_Task to carry out_
Please print the data below line for line, changing nothing.

==== The data

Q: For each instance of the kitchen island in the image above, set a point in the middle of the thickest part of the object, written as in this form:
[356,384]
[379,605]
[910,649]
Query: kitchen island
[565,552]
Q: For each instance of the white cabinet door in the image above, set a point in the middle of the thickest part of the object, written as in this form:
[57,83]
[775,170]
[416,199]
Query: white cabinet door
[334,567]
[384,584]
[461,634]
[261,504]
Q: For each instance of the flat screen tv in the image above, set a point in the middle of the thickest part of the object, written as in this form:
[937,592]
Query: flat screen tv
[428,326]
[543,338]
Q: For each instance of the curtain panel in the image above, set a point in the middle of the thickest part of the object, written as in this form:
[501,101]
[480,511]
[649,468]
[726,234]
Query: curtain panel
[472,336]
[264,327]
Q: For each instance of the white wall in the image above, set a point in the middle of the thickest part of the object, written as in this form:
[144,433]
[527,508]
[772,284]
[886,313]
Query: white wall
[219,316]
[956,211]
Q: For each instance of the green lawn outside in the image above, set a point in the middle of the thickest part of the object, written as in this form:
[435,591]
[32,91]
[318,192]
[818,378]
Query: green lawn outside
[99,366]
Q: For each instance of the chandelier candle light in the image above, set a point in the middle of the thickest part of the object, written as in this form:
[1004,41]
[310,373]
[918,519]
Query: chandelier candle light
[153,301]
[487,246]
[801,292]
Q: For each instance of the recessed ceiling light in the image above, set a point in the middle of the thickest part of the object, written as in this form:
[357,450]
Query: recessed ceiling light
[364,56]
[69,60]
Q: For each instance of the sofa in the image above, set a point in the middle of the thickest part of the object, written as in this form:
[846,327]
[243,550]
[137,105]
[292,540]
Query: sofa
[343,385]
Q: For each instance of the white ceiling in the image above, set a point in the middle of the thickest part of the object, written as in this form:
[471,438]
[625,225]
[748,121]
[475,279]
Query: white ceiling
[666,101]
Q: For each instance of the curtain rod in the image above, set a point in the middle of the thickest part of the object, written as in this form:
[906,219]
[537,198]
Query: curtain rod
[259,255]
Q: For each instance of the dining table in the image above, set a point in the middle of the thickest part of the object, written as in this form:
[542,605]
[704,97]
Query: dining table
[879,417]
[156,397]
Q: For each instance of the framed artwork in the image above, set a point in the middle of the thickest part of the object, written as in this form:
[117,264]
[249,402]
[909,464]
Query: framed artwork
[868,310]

========

_Answer below_
Q: For each instance of the kitchen island in the image above, set a point in the middle of the thickest part of the object, written as in this form:
[356,384]
[379,605]
[910,649]
Query: kitchen island
[565,552]
Q: For each instance of the white cabinet door in the image above, set a point in the middle of the thickest part of the object, written as in this form:
[57,83]
[775,170]
[416,199]
Query: white cabinet door
[334,567]
[384,584]
[461,634]
[261,504]
Q: For each instance of the flat screen tv in the image above, set a point in the middle of the thickest part of the object, written as in this form:
[937,592]
Query: flat screen tv
[428,326]
[543,338]
Q: For each instance of the curtain panel in the image above, set a point in the middle of the thickest part of the object, written as in this form:
[501,101]
[480,511]
[649,468]
[726,234]
Query: curtain panel
[472,336]
[264,327]
Q: For each instance of the white wall in the image above, set a point in the middle of the thickest part of the object, written as in this form:
[144,433]
[527,508]
[772,284]
[886,313]
Query: white wall
[219,316]
[956,211]
Q: For each instance of the green lawn outside in the image above, set a point in the middle of the thickest part of the object, written as in this form:
[435,591]
[32,91]
[318,192]
[818,378]
Query: green lawn outside
[99,366]
Q: For each instance of the chandelier candle light in the image above, set a point in the middle of the thickest part of the object, written as in this form:
[1004,41]
[310,373]
[918,519]
Query: chandelier candle light
[153,301]
[487,246]
[801,292]
Q: For each instance of the recessed ceiling light in the image above, set a point in the middle of the thickest part of the object, written as in this form:
[357,450]
Query: recessed ceiling light
[364,56]
[69,60]
Q: For each instance of the sofa in the image above, set a point in the middle of the thickest part of the object, written as in this form:
[846,327]
[243,550]
[137,105]
[292,540]
Query: sofa
[343,385]
Q: For each instance of the white ceiling in the image above, set a point in the middle of the thickest part of the object, written as in this form:
[471,438]
[625,225]
[748,121]
[475,279]
Query: white ceiling
[666,101]
Q: For each instance of the curtain rod in the image above, set a point in the middle of the thickest part of the object, written as in this form:
[906,219]
[537,198]
Query: curtain rod
[259,255]
Q: For each instance of the dining table in the image above, set a point in the middle of the thickest part of the object, written as in this form:
[542,605]
[704,97]
Query: dining table
[879,417]
[156,397]
Q: For each instance of the framed artwork in the image above, set a point in the middle of the thickest part of the object, written as in this form:
[117,264]
[249,402]
[909,464]
Query: framed artwork
[868,310]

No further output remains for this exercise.